- _STATED TASK_
Count the lines of the entries below that contain the string "tree", treating uppercase and lowercase as different. Reply with the number alone.

- _Coordinate annotation entries_
════════

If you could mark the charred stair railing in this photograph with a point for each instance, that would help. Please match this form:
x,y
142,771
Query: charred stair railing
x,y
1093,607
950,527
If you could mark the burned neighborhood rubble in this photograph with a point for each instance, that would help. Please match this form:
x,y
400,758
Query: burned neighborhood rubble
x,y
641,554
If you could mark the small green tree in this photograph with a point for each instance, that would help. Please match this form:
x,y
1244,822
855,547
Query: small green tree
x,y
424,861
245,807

════════

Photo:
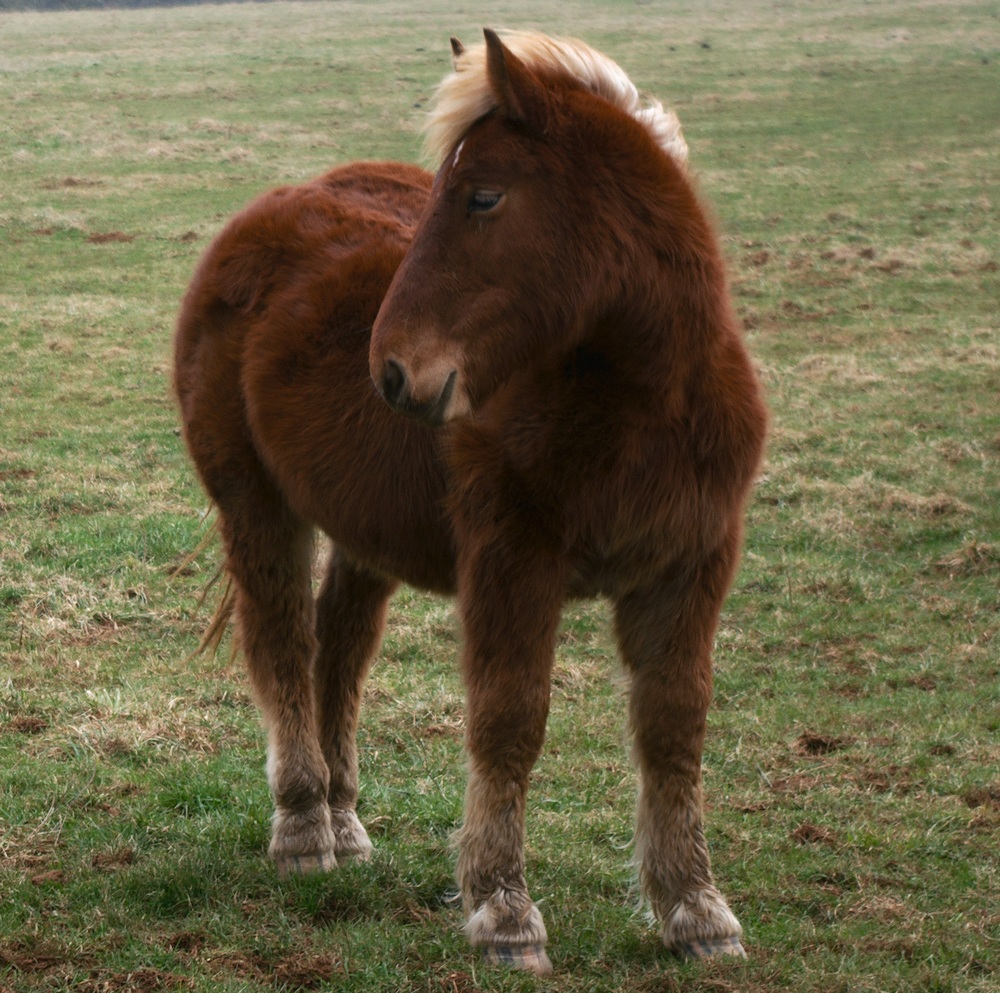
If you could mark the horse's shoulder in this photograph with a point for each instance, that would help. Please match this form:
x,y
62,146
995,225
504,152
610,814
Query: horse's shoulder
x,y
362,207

════════

- _THE RESULT_
2